Point localization data:
***

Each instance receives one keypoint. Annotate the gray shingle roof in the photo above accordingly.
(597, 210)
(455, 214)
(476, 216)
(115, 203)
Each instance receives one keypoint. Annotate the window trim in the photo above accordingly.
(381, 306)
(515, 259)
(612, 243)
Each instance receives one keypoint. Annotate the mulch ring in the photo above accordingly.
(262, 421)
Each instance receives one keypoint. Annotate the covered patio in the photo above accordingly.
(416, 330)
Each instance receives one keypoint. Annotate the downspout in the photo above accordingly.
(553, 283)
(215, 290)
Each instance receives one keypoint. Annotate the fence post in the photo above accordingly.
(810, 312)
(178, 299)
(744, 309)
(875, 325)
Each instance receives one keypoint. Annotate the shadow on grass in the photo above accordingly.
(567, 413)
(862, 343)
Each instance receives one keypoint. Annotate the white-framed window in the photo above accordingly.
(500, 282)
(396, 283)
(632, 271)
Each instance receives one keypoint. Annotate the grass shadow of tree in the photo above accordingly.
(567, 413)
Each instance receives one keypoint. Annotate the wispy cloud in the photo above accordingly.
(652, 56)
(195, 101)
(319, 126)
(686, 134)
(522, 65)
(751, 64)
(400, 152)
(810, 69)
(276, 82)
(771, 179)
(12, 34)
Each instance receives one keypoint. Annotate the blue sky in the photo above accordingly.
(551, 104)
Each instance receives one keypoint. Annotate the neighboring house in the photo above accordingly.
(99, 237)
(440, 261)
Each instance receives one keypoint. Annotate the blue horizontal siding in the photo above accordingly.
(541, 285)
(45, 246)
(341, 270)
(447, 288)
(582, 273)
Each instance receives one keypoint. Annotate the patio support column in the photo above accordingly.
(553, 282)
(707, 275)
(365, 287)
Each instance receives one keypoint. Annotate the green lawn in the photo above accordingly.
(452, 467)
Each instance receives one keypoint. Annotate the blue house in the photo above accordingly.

***

• _Your task_: Would you print all of the entries exactly as they stand?

• _Written answer_:
Each instance receives one keypoint. Annotate the gray shingle roof in the photo above accordingly.
(597, 210)
(455, 214)
(476, 216)
(115, 203)
Each instance receives one keypoint. Annotate the window trim in the photo above accordingly.
(381, 306)
(515, 259)
(612, 243)
Each instance receives one keypoint. Annotate the mulch ring in the photo above accordingly.
(262, 421)
Each instance receives one keypoint. Annotate the covered patio in the photo above accordingly.
(416, 330)
Each instance receives one keypoint. Annotate the downspout in the photo above accordingly.
(553, 283)
(215, 290)
Each instance receives one keypoint. Annotate the fence post in the photo above accordingly.
(810, 312)
(178, 299)
(744, 309)
(875, 325)
Each instance receives one keypoint. Annotate the shadow on grass in the photo above accordingly.
(567, 413)
(862, 343)
Each instance receives one keypoint. Annotate the white-framed window in the photo above accordingly.
(500, 282)
(396, 283)
(632, 271)
Each instance receives one keypoint. Annotate the grass shadow of tree in the photo above accordingly.
(567, 413)
Each instance receives one keypoint. Annotate the wispy cloud in the photo above accordingly.
(652, 56)
(195, 101)
(319, 126)
(686, 134)
(522, 65)
(751, 64)
(400, 152)
(810, 69)
(276, 82)
(771, 179)
(12, 34)
Each instance receives one keypoint. Annotate the blue sky in the photo above accordingly.
(551, 104)
Each instance receives one keypoint. Annotate the neighboring house in the photo above accordingly.
(99, 237)
(440, 261)
Each instance receives one keypoint. Annotate the blue horizontal siding in the photo above accordingly.
(541, 285)
(45, 246)
(341, 270)
(447, 288)
(582, 273)
Each instance receives one keypoint. Annotate the patio support column in the photo above accordingly.
(553, 282)
(707, 275)
(365, 287)
Each instance receives one keypoint. Annotate the green lawn in the photo above accordingly.
(452, 467)
Each instance receives one keypoint. Annotate the blue house in the photo above accordingly.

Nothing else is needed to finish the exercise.